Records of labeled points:
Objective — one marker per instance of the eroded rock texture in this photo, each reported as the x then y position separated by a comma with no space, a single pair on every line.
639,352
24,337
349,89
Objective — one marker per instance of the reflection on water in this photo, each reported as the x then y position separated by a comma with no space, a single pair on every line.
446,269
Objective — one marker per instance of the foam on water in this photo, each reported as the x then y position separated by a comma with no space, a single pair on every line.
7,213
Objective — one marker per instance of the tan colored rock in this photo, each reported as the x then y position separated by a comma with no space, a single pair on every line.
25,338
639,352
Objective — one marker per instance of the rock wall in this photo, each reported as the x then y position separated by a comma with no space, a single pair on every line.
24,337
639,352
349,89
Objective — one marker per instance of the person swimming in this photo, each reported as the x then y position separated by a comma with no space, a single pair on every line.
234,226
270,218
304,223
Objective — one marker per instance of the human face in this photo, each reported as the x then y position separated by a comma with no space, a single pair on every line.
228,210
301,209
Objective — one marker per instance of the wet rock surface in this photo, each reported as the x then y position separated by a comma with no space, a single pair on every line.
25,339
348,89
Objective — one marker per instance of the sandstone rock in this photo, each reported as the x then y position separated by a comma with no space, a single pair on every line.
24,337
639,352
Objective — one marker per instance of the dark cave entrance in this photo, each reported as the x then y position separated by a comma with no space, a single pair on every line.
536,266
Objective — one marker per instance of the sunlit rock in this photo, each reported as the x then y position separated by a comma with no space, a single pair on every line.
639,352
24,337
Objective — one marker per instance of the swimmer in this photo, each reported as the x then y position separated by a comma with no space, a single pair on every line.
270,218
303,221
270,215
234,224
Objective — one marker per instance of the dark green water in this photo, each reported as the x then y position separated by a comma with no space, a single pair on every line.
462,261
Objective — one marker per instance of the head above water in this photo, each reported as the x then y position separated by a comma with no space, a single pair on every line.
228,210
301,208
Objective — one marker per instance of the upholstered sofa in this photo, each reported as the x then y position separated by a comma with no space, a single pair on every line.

:: WHAT THE TASK ASKS ::
Update all of the data above by replacing "Objective" with "Goal" each time it appears, and keep everything else the same.

:: EXERCISE RESULT ::
Goal — one marker per instance of the eroded rock texture in this photo, each reported as the x then y position separated by a comma with no space, a single pair on every line.
639,352
24,337
349,89
Goal — one marker per instance of the reflection on water in this photo, each reported as the x then y position separated by a comma with no space, a single pair on every line.
446,269
Goal — one marker per instance of the foam on water in this photo, each reported as the x then y position separated by a comma with no space, a single pair on every line.
7,213
Goal — one marker per instance of the tan colored rock in this photo, each reported as the x then y position separated by a comma with no space, a single pair on every line.
25,338
639,352
Goal — one marker per instance of the rock wall in this photo, each reported as the x then y position separated by a comma with no space, a single pair on every line.
24,337
639,352
349,89
Goal — one marker per instance of the person swimming in this photo, each reported as the x then y position separated by a comma with no space, a single pair on every line.
234,226
270,218
304,223
Goal — one marker per instance of the human face in this photo, each reported as the x then y position separated by a comma with no space, a single pair on every line.
228,210
301,209
Goal — one marker per instance of the wet rock surface in this photo, each reported as the x then y position separated by a comma with no space, a single pair on every line.
25,339
348,89
Goal — one marker per instance of the sandstone rock in this photo, each reported as the x then y position separated by a comma with no space, a single pair on every line.
24,337
639,352
Goal — one marker per instance of the dark cave entrance in this photo, each reported as the x then y position separated by a comma with no space, a single pair on every line.
536,266
Goal — one marker per instance of the sunlit rock in this photo, each reported as the x then y position separated by a comma with no space, a single pair on every line.
639,352
24,337
Goal — one marker per instance of the swimmer in this photo, each reported as the x then y position separated by a comma with no space, a single pair on every line.
270,218
303,221
270,215
234,224
Goal — one marker per instance of the dark green water in this photo, each reported as the x then y position separated by a comma with no space, a single pair on every line.
462,261
Goal — one marker per instance of the head above water in this photo, each reported as the x then y position separated by a comma with no space, a single pair on every line.
228,210
301,208
Goal — one marker per instance of the upholstered sofa in this photo, each reported as the x then y position separated by a comma with no space, a single pair on every line.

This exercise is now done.